→ **EXERCISE**
Can you rescale the items below by writing out every line of them again, multiplying each point coordinate in the answers by 0.3 and rounding to the nearest whole number with halves rounded up, while leaving all numbers outside the answers unchanged?

"""

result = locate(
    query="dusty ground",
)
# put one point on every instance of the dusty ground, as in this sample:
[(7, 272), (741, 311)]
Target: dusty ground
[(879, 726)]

"""

→ **RESULT OF THIS TASK**
result = locate(
    query="dusty ground",
)
# put one point on every instance of the dusty ground, as in this sample:
[(7, 272), (741, 311)]
Target: dusty ground
[(264, 218)]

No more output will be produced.